The task: In this exercise, write out the data word for word and leave every image out.

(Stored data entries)
%%
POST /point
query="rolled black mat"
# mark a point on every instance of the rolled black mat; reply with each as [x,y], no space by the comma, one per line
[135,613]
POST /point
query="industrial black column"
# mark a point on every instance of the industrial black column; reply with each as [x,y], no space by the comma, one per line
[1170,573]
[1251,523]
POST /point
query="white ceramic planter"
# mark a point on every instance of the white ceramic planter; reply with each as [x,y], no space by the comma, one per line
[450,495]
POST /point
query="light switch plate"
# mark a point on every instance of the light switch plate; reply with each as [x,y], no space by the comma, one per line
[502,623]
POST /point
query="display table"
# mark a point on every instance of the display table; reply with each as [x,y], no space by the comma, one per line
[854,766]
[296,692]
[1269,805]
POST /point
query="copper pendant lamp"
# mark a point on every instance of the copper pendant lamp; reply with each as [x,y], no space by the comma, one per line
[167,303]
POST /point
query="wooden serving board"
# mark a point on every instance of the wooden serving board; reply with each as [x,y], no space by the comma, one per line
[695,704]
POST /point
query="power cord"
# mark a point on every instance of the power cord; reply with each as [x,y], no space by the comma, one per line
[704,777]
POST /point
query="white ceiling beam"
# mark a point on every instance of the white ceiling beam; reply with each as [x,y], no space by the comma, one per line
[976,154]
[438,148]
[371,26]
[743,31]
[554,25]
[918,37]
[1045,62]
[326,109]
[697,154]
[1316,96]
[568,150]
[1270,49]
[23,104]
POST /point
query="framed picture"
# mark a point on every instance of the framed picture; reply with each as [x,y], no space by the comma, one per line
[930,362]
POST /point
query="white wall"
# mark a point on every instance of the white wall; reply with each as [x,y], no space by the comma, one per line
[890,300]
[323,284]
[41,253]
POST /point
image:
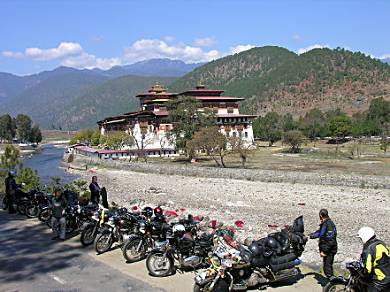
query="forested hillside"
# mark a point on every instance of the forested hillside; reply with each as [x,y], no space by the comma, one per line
[275,79]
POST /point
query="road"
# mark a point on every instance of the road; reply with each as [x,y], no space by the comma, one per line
[31,261]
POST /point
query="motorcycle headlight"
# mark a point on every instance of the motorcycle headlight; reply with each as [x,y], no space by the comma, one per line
[216,261]
[227,263]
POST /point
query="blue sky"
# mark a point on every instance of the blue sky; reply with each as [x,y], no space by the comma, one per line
[41,35]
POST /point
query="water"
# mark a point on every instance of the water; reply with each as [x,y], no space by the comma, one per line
[49,164]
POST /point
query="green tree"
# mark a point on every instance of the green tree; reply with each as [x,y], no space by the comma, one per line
[313,123]
[23,126]
[268,128]
[211,141]
[186,118]
[116,140]
[294,139]
[29,177]
[340,126]
[7,128]
[35,135]
[9,160]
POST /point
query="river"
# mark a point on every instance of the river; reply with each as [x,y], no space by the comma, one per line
[48,162]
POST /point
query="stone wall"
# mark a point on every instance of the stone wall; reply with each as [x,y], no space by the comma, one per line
[362,181]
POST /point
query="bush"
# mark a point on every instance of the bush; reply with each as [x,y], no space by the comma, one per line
[294,139]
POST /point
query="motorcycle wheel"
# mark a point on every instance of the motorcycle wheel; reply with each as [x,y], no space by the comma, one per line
[221,286]
[103,242]
[21,207]
[32,211]
[44,215]
[87,236]
[5,203]
[336,287]
[134,249]
[159,265]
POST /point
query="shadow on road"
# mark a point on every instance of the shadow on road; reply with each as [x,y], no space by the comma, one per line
[27,251]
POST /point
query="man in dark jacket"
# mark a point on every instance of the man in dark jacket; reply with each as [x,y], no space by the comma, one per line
[10,190]
[376,261]
[59,205]
[95,190]
[327,235]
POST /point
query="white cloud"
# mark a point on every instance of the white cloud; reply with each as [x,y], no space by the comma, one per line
[64,49]
[90,61]
[9,54]
[154,48]
[72,54]
[309,48]
[205,42]
[385,56]
[239,49]
[296,37]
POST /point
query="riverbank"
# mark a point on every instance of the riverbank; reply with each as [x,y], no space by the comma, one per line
[258,203]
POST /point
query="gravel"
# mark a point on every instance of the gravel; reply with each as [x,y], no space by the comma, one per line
[258,202]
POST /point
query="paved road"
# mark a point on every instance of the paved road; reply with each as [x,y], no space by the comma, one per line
[31,261]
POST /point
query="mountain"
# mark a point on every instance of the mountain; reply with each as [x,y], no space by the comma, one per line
[112,97]
[276,79]
[57,98]
[153,67]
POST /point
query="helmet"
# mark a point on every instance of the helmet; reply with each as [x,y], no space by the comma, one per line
[147,212]
[271,243]
[158,211]
[366,233]
[179,230]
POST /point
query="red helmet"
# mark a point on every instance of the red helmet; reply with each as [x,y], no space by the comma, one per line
[158,211]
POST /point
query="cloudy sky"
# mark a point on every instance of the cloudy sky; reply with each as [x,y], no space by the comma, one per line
[43,34]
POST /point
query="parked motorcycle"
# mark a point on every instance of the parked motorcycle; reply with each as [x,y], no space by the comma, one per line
[238,267]
[92,228]
[119,224]
[148,231]
[183,249]
[354,282]
[37,202]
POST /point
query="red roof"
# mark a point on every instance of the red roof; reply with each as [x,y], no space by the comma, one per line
[218,98]
[235,116]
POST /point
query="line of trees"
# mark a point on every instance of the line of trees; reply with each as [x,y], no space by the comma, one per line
[21,128]
[318,124]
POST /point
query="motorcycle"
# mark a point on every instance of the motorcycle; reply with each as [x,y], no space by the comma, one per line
[118,225]
[149,231]
[38,201]
[355,282]
[92,228]
[236,267]
[183,249]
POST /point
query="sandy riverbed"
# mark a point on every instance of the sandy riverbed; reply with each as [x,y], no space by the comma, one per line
[258,204]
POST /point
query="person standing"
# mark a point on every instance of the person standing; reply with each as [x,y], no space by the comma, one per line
[59,205]
[95,190]
[327,235]
[10,190]
[375,258]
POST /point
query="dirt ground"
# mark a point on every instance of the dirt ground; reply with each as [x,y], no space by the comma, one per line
[258,204]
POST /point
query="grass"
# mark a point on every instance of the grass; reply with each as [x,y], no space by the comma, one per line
[364,159]
[56,135]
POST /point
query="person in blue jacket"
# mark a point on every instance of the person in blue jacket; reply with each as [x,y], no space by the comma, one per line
[327,235]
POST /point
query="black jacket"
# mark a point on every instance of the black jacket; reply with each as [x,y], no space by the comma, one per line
[95,189]
[10,185]
[58,206]
[327,235]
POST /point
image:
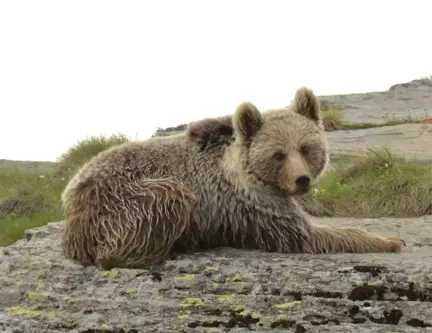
%%
Written solution:
POST /point
query="rolled black mat"
# mark a point on every instance of the rolled black mat; reply with each as [x,y], no space by the comma, one per line
[135,613]
POST /point
query="industrial black column"
# mark a point on every instance of the industrial black column; reply with each as [x,y], no space by the comma, one per line
[1170,573]
[1251,523]
POST /point
query="white ceramic planter"
# mark a point on every instance of the white ceramic planter; reply with each as [x,y], no space by the comma, one per line
[450,495]
POST /point
query="light switch plate"
# mark a point on every instance of the light switch plate; reply with each as [x,y], no space by the comma, one per line
[502,623]
POST /point
query="display table"
# mark a point on every instance of the display table; reply with each as [x,y], no space by the comma, one per line
[854,766]
[296,692]
[1269,805]
POST /point
query="copper pendant lamp"
# mark a point on every instance of the copper pendant lamp; reply with each as [x,y], no space by the comma, one per line
[167,303]
POST /point
query="wooden serving board"
# mark a point on every instance of the wooden serving board; reply with each as [x,y], no space by the comma, one per line
[695,704]
POST /point
query="power cord"
# mark a point on every instance of the power cord; reply with each as [x,y], no space by the comma, one per line
[704,777]
POST /point
query="white ceiling beam"
# mark a point on every instance of the white ceiling beam; reply with each as [x,y], no space by the comma, one per line
[976,154]
[438,148]
[371,26]
[743,31]
[554,25]
[918,37]
[1045,62]
[326,109]
[697,154]
[1316,96]
[568,150]
[1270,49]
[23,104]
POST /point
query="framed picture"
# mark a point on every instance of the framed picture; reply with each as [x,y], no space by the comma, one per line
[930,362]
POST /point
query="white wall"
# mark a point on every instance of the white wall; reply with each as [x,y], no space by the comma, one per line
[890,300]
[323,284]
[41,253]
POST /point
image:
query="forested hillside"
# mark a point on every instance of the forested hillside; reply with each as [x,y], no space by the comma, one per line
[275,79]
POST /point
query="road"
# mark a point on every instance of the road; reply with each as [x,y], no space by the comma, one per line
[31,261]
POST /point
query="motorcycle headlight"
# mark a point on every instance of the motorcycle headlight; reply with each as [x,y], no space by the comma, one per line
[216,261]
[227,263]
POST /point
query="blue sky"
# mark a point on every instance of the blue sky; reply with each as [x,y], no space by the comma, one per line
[41,35]
POST /point
query="water"
# mark a point on every instance of the water; reply with each as [x,y], no space by the comma, one per line
[49,164]
POST /point
query="green tree"
# mark a point on every instance of the green tree; reply with each as [x,y], no space by the comma, one per line
[313,123]
[23,126]
[268,128]
[211,141]
[186,118]
[116,140]
[294,139]
[29,177]
[340,126]
[7,128]
[35,135]
[9,160]
POST /point
query="river"
# mark a point on every instance of the river; reply with each as [x,y], no space by the comma, one per line
[48,162]
POST /point
query="stone wall"
# mark a point on every instance of the stone wall; reply with each as [x,y], no space by the comma, one per line
[362,181]
POST /point
query="bush"
# mark a point on every instance of the bush; reply with each as [x,y], no space by the comma, one per line
[294,139]
POST /point
query="motorcycle wheel"
# mark a point on every instance of the motorcycle wheel; reply with each as [x,y], no space by the comma, one per line
[221,286]
[103,242]
[21,207]
[32,211]
[44,215]
[87,236]
[5,203]
[336,287]
[134,249]
[159,265]
POST /point
query="shadow on road"
# mark a point on every instance of the shadow on road; reply with each as [x,y], no space by the comma, one per line
[27,251]
POST /point
query="man in dark jacket"
# mark a point on every instance of the man in dark jacket; reply with each as [x,y], no space by the comma, one per line
[10,190]
[376,261]
[59,205]
[95,190]
[327,235]
POST /point
query="white cloud"
# mark a point on every instance of the white cloud; reply with each as [x,y], no space by the comma, one per line
[64,49]
[90,61]
[9,54]
[154,48]
[72,54]
[309,48]
[205,42]
[385,56]
[239,49]
[296,37]
POST /point
query="riverbank"
# mark a point on every instance of the riverbank; reply with each as [x,y], no space by the comma, one per line
[258,203]
POST /point
query="gravel"
# mark a point on every instance of the gravel; reply with each as [x,y], no space by the comma, one per line
[258,202]
POST /point
query="paved road"
# mark a point on every instance of the paved road; reply with each as [x,y], no space by the comma, one per line
[31,261]
POST /point
query="mountain"
# mark a point on every instance of the mountain; reply with each as [x,y], no space by the comma, one per line
[112,97]
[276,79]
[57,98]
[153,67]
POST /point
query="helmet"
# mark a point on every instance of the helmet; reply with each as [x,y], no space by the comma, one per line
[147,212]
[271,243]
[158,211]
[366,233]
[179,230]
POST /point
query="red helmet"
# mark a point on every instance of the red helmet; reply with each as [x,y], no space by the comma, one per line
[158,211]
POST /point
query="cloudy sky"
# mark a point on every instance of the cloudy sky; reply with each as [x,y], no space by the comma, one per line
[43,34]
POST /point
query="parked motorcycle"
# mark a point on every instance of the parked motorcycle; reply with each as [x,y], no space by the comma, one per line
[238,267]
[92,228]
[119,224]
[148,231]
[183,249]
[354,282]
[37,202]
POST /point
query="red roof"
# mark a point on every instance of the red roof; reply with each as [x,y], no space by the comma, one per line
[218,98]
[235,116]
POST /point
query="line of trees"
# mark a point on every instance of the line of trees; reply with each as [x,y], no space by the comma, one per line
[21,128]
[318,124]
POST /point
query="motorcycle"
# mark a point on every instance of the motorcycle; reply with each as [x,y], no space by the comma, one per line
[118,225]
[149,231]
[38,201]
[355,282]
[92,228]
[236,267]
[183,249]
POST /point
query="sandy riverbed"
# mark a point on every instance of the sandy riverbed; reply with each as [x,y], no space by the comma, one per line
[258,204]
POST /point
query="person standing"
# mark a point on every instance of the person standing; reply with each as [x,y], no space by the comma, one per line
[59,205]
[95,190]
[327,235]
[10,190]
[375,258]
POST /point
query="dirt ground"
# mark a point on every instance of the dirt ground; reply with each as [x,y], no space by the comma, one per line
[258,204]
POST /point
query="grass"
# mark a point on every instance of the grass; reply with each as [x,y], no space by the comma, one per line
[364,159]
[56,135]
POST /point
query="person in blue jacket"
# mark a point on every instance of the person in blue jacket; reply with each as [x,y], no space by the comma, one per line
[327,235]
POST /point
query="black jacket"
# mark a point on every instance of the black jacket; reply with each as [x,y], no space by the comma, one per line
[95,189]
[10,185]
[58,206]
[327,235]
POST /point
image:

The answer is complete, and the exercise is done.